Entries provided:
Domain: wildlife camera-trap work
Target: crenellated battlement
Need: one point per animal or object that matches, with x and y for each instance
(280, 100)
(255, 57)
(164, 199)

Request: Can you give every line of the material above as a JSON list of strings, one string per line, with blank lines left out?

Solution to this problem:
[
  "Domain: wildlife camera-trap work",
  "Target: crenellated battlement",
  "Need: one point per animal or object that matches, with x and y for each instance",
  "(280, 100)",
  "(255, 57)",
  "(164, 199)"
]